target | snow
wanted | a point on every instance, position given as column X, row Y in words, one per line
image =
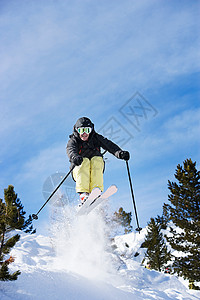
column 78, row 261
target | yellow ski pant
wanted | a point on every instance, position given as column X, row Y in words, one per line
column 89, row 174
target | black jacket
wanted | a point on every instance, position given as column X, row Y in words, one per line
column 90, row 148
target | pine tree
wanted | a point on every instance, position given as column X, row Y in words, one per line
column 124, row 219
column 157, row 254
column 12, row 216
column 184, row 212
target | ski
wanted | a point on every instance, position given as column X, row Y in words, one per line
column 93, row 201
column 96, row 192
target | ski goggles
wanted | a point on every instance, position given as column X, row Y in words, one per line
column 81, row 130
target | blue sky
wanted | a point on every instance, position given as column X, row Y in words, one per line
column 131, row 66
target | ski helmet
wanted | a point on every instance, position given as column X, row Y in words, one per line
column 84, row 122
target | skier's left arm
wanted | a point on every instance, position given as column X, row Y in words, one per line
column 113, row 148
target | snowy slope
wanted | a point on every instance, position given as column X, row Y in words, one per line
column 78, row 261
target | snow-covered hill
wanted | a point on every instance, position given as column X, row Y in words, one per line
column 78, row 261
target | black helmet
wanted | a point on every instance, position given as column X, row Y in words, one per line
column 84, row 122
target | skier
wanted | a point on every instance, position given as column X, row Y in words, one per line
column 83, row 150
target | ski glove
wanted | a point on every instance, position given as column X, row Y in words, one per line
column 77, row 160
column 124, row 155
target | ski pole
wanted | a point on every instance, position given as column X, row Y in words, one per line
column 134, row 205
column 35, row 216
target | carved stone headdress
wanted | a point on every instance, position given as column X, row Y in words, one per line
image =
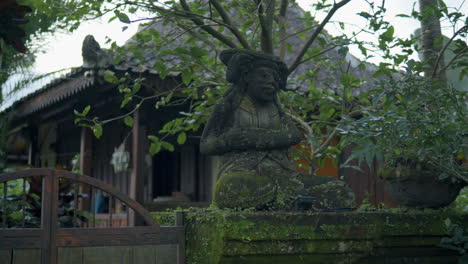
column 240, row 61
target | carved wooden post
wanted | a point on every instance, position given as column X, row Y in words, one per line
column 136, row 177
column 86, row 164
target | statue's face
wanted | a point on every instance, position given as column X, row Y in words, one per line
column 262, row 84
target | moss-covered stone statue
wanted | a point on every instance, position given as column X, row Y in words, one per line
column 252, row 134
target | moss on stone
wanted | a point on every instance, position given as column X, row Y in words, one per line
column 222, row 236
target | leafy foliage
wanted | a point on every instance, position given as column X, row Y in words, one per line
column 413, row 122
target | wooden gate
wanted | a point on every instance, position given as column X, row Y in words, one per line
column 82, row 242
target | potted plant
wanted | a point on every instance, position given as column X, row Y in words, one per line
column 417, row 131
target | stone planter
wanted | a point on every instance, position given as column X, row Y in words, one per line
column 419, row 188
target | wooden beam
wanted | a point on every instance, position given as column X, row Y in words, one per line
column 86, row 165
column 137, row 180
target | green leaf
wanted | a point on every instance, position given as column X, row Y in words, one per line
column 155, row 148
column 109, row 76
column 128, row 120
column 388, row 34
column 97, row 130
column 122, row 17
column 153, row 138
column 186, row 76
column 84, row 113
column 182, row 138
column 168, row 146
column 136, row 87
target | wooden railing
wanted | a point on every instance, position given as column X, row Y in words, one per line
column 63, row 224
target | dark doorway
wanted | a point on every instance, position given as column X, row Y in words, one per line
column 166, row 173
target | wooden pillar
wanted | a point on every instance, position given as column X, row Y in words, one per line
column 86, row 164
column 137, row 180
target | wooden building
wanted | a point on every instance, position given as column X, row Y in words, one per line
column 46, row 135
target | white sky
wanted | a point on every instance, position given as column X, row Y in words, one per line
column 64, row 51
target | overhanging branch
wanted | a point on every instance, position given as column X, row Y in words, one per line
column 225, row 16
column 317, row 31
column 206, row 28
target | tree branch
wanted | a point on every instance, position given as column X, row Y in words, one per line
column 317, row 31
column 266, row 18
column 225, row 16
column 206, row 28
column 282, row 27
column 440, row 56
column 458, row 55
column 326, row 143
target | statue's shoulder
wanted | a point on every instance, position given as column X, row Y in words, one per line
column 247, row 105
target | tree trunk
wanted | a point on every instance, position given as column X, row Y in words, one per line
column 431, row 32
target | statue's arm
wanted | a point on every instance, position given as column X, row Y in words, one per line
column 246, row 138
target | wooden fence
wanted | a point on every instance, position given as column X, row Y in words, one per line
column 66, row 234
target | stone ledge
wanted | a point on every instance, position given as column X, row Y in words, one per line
column 347, row 237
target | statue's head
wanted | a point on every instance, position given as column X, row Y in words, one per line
column 261, row 75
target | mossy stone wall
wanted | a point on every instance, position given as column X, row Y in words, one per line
column 351, row 237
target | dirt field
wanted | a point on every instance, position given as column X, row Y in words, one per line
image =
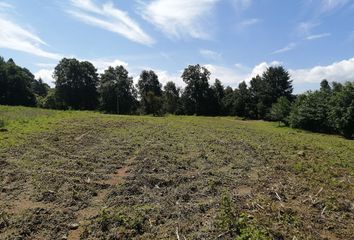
####################
- _TASK DESCRIPTION_: Return the data above verbatim, beginning at the line that has "target | ski goggles" and stopping after the line that has "column 413, row 122". Omit the pictures from your answer.

- _ANSWER TO THE TASK_:
target | ski goggles
wanted | a point on every instance, position given as column X, row Y in words, one per line
column 81, row 130
target | blue sky
wanted | a point on every instance, position given as column X, row Y in words, one per line
column 131, row 66
target | ski helmet
wanted | a point on every instance, position given as column X, row Y in words, one per line
column 84, row 122
target | skier's left arm
wanted | a point on every instance, position given as column X, row Y in words, one per line
column 113, row 148
target | snowy slope
wanted | a point on every instance, position given as column X, row Y in words, one per line
column 78, row 261
target | snow-covered hill
wanted | a point on every instance, position given as column X, row Y in words, one per line
column 78, row 261
target | black helmet
wanted | a point on every instance, position given as column X, row Y in words, one per line
column 84, row 122
target | skier
wanted | a point on every instance, position given as column X, row Y in words, one per line
column 83, row 150
target | ski glove
wanted | a point on every instance, position given as column X, row Y in words, one per line
column 77, row 160
column 124, row 155
target | ski pole
wanted | a point on every instance, position given as column X, row Y in words, one per line
column 134, row 205
column 35, row 216
target | carved stone headdress
wanted | a point on every instance, position given as column X, row Y in words, one per line
image =
column 240, row 61
target | carved wooden post
wanted | a point on every instance, position given as column X, row Y in words, one per line
column 136, row 177
column 86, row 164
target | statue's face
wanted | a point on every instance, position given as column X, row Y in words, one per line
column 262, row 84
target | moss-covered stone statue
wanted | a point on every instance, position given as column X, row Y in words, one per line
column 252, row 134
target | moss on stone
wanted | a point on every instance, position given as column X, row Y in words, one per line
column 222, row 236
target | leafy foliage
wanted | a point on every instance, position given as column X, row Y in words, one per line
column 413, row 122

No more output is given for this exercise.